Your task. Reproduce the listing lines from the one holding "Return the mask of every instance of the lichen" through the one holding "41], [45, 51]]", inclusive, swapping "black cap" for "dark crown" and changing nothing else. Output only those lines.

Dataset excerpts.
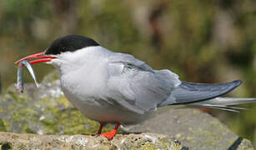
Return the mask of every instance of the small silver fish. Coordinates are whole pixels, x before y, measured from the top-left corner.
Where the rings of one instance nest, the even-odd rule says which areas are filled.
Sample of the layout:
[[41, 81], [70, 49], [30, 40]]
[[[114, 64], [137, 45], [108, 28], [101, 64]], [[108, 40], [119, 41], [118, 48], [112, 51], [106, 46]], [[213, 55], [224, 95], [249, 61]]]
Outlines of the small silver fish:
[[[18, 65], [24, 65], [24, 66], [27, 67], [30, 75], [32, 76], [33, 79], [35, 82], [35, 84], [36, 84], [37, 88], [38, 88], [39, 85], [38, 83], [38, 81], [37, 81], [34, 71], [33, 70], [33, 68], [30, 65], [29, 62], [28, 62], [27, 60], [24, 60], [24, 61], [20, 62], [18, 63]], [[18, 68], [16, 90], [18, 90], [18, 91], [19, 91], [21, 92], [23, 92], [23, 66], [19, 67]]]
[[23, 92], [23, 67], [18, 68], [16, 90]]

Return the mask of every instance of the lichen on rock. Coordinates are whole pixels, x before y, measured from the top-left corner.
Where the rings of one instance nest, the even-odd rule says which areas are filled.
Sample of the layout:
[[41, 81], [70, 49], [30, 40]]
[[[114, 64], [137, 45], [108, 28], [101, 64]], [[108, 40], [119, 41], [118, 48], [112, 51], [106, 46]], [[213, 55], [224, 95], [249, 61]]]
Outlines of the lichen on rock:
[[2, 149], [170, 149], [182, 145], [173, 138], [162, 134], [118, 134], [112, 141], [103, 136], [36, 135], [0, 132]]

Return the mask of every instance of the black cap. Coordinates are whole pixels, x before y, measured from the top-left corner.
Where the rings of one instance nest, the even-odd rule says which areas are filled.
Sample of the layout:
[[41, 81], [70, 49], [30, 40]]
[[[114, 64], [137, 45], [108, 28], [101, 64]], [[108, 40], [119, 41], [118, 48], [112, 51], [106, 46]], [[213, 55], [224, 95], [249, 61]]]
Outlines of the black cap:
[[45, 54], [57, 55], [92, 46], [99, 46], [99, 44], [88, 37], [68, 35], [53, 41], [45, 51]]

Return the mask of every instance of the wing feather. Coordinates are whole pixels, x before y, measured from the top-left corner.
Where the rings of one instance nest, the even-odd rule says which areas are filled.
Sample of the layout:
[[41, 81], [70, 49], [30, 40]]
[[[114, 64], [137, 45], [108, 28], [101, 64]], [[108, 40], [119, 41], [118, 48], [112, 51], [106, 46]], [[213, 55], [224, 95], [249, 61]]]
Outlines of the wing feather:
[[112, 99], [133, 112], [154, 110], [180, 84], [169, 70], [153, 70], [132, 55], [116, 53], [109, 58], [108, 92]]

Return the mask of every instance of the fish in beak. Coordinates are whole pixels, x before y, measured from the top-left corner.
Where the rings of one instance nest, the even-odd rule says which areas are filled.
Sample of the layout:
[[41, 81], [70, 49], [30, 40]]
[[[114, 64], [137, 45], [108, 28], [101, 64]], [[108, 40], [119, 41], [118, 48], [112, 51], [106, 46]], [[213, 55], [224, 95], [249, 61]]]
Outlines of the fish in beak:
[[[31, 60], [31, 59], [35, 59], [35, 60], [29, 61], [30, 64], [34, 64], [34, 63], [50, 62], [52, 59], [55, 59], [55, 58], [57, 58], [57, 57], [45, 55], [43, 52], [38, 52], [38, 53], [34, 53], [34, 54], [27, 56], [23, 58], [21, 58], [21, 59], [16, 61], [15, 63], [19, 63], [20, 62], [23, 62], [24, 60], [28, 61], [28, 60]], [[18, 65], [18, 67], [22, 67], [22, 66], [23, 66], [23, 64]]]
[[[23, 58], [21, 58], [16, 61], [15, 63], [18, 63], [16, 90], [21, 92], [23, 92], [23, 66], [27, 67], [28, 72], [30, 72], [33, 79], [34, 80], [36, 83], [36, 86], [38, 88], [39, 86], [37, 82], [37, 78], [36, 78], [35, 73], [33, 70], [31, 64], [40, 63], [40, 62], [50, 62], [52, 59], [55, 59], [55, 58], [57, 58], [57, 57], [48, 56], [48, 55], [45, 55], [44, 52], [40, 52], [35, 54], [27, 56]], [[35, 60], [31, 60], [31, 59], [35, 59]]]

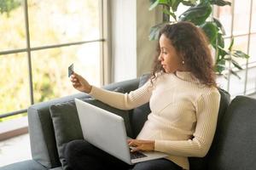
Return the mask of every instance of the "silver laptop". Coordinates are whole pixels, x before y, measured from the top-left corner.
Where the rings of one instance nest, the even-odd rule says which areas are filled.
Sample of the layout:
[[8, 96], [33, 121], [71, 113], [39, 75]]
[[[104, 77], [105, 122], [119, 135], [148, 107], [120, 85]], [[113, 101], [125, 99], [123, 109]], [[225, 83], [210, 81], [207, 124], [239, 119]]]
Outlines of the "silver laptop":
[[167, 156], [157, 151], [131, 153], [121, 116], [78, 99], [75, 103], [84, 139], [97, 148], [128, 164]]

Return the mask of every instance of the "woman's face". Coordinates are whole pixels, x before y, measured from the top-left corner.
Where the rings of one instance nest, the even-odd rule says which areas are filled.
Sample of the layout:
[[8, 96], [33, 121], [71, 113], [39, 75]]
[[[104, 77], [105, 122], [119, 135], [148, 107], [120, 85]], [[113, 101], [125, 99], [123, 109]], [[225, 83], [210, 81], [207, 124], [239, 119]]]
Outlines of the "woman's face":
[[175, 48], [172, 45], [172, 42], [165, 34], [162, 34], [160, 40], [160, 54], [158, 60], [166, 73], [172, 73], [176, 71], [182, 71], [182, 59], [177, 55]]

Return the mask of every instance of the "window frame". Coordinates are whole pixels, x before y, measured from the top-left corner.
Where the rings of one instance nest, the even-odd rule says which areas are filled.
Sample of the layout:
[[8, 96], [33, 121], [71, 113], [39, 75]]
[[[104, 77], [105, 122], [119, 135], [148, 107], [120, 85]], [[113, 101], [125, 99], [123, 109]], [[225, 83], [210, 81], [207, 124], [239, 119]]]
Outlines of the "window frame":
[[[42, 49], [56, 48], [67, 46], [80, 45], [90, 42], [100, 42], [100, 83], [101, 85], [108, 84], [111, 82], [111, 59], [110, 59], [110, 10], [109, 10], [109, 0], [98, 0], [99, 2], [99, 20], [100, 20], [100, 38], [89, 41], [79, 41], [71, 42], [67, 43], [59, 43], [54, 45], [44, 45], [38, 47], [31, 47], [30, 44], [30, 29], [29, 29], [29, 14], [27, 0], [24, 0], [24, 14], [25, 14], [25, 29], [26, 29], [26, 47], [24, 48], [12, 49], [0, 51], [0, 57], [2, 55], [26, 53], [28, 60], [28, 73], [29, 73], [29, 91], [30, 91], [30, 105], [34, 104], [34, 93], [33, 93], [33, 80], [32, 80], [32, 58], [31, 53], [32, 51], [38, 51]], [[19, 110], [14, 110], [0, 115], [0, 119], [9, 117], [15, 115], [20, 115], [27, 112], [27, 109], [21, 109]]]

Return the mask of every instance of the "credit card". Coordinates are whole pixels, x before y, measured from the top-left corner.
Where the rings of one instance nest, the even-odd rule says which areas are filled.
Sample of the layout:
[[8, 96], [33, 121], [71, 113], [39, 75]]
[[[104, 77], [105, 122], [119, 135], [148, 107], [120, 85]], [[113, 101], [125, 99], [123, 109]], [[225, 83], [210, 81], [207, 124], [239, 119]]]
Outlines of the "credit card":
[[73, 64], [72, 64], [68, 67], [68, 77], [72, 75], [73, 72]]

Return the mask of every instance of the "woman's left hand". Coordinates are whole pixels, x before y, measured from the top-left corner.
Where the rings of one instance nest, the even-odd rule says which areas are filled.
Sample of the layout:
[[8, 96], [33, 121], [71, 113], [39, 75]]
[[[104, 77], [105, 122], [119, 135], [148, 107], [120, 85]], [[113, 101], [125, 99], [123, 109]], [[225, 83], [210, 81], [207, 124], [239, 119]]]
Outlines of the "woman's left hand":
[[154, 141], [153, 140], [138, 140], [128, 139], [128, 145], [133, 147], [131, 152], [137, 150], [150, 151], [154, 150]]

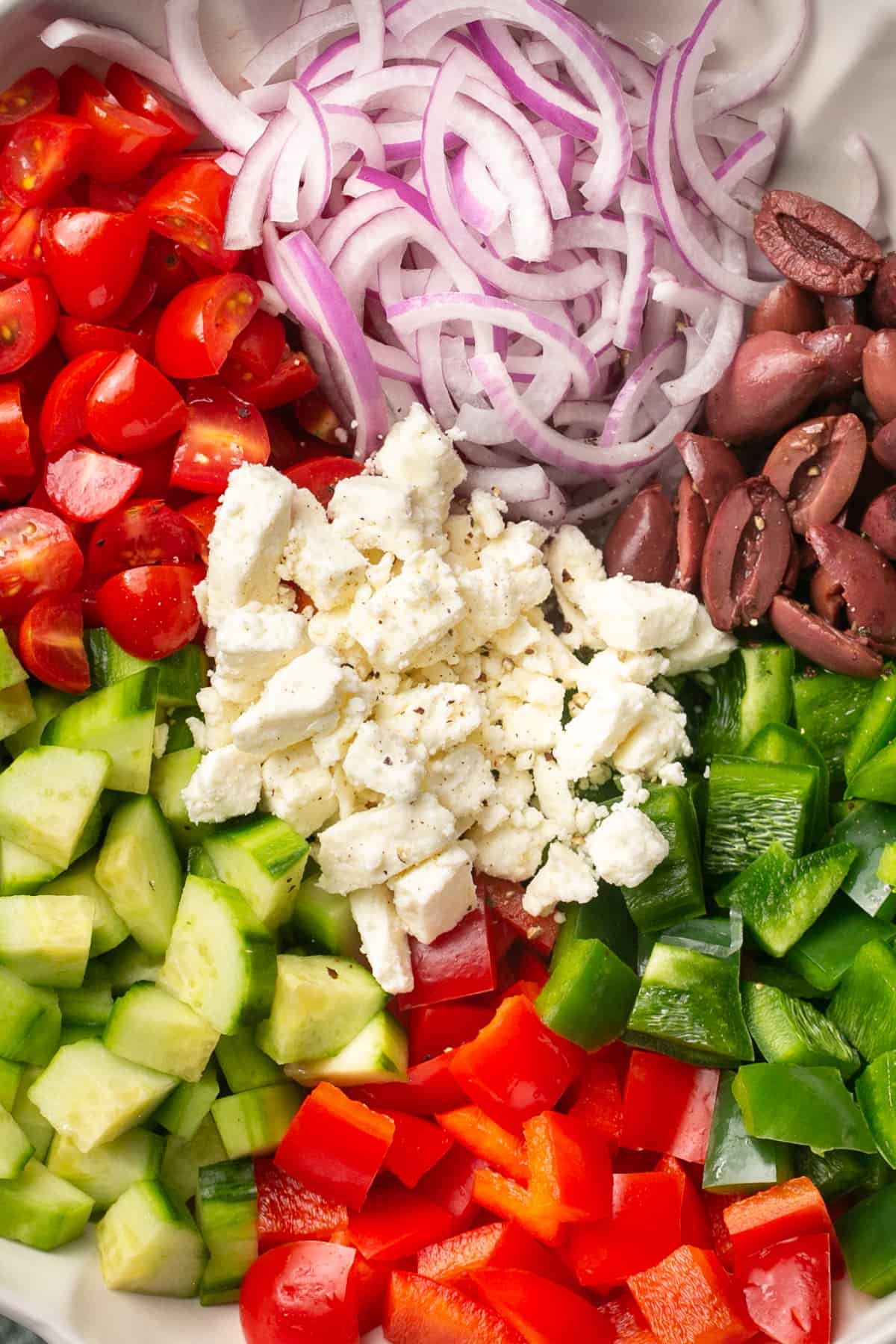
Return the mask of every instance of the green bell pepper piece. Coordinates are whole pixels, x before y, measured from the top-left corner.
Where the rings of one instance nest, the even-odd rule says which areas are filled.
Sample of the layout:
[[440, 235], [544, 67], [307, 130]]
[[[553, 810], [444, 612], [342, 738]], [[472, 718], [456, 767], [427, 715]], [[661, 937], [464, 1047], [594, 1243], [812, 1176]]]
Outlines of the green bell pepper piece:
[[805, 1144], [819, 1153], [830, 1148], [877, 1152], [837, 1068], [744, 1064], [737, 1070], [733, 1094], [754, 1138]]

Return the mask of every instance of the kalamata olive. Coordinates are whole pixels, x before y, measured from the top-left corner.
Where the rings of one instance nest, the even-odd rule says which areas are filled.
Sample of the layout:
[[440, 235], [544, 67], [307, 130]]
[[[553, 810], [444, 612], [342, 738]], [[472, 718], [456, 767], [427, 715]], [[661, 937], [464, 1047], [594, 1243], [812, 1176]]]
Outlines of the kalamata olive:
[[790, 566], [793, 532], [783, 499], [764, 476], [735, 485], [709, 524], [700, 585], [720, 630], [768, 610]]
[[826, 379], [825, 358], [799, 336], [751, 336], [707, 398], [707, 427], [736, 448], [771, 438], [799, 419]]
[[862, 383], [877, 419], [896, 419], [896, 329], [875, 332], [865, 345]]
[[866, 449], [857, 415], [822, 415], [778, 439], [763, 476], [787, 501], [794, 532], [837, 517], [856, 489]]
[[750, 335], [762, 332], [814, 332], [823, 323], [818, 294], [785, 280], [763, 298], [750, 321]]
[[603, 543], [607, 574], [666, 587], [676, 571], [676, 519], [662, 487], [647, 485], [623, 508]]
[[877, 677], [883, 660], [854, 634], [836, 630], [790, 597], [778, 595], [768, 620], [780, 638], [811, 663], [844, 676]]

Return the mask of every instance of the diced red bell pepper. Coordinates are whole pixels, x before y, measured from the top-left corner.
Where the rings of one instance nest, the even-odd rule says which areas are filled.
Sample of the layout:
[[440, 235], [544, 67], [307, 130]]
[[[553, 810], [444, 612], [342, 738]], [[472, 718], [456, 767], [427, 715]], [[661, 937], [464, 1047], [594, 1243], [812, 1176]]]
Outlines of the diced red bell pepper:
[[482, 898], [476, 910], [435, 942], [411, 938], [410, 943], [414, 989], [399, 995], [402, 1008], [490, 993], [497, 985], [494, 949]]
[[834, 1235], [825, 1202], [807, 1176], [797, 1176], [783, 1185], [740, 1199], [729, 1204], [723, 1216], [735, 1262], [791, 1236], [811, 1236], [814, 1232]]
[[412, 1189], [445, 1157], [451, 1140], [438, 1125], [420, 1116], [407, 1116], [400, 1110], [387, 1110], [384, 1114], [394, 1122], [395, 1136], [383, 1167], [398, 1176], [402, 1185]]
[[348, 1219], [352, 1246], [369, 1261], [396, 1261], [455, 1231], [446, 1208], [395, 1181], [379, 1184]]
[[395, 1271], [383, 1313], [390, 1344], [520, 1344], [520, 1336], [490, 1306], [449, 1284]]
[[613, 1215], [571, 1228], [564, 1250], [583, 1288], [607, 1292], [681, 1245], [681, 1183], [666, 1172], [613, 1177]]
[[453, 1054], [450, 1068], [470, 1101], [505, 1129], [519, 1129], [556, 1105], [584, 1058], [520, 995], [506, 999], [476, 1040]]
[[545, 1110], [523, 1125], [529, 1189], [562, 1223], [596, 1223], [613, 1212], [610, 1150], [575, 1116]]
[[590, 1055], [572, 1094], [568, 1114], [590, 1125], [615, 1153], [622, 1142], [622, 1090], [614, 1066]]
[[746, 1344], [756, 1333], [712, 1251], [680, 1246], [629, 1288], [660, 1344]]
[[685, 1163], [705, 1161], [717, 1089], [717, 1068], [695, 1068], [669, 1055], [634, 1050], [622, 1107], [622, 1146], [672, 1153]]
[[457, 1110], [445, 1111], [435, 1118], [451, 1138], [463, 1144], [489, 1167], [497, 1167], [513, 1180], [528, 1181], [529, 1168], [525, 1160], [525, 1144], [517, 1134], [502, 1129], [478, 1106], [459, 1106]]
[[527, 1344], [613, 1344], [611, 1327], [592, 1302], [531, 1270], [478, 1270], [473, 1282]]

The response.
Return the mask of every instance of the lichen on rock. Coordinates are whole pixels, x before y, measured from the top-left corner.
Where the rings of one instance nest, the even-odd rule says which areas are filled.
Sample of the layout:
[[41, 81], [70, 49], [30, 40]]
[[[114, 64], [137, 45], [108, 28], [101, 64]], [[108, 40], [119, 41], [118, 48], [112, 51], [106, 46]], [[213, 55], [224, 95], [249, 61]]]
Outlines of the lichen on rock:
[[2, 149], [170, 149], [182, 145], [173, 138], [162, 134], [118, 134], [112, 141], [103, 136], [36, 135], [0, 132]]

Return the mask of every instance of the dark crown. Coordinates are whole pixels, x before y, measured from the top-left corner.
Where the rings of one instance nest, the even-odd rule says which areas are filled.
Sample of the layout:
[[41, 81], [70, 49], [30, 40]]
[[[114, 64], [137, 45], [108, 28], [101, 64]], [[108, 40], [119, 41], [118, 48], [112, 51], [106, 46]], [[213, 55], [224, 95], [249, 61]]]
Outlines of the dark crown:
[[45, 54], [57, 55], [92, 46], [99, 46], [99, 44], [88, 37], [68, 35], [53, 41], [45, 51]]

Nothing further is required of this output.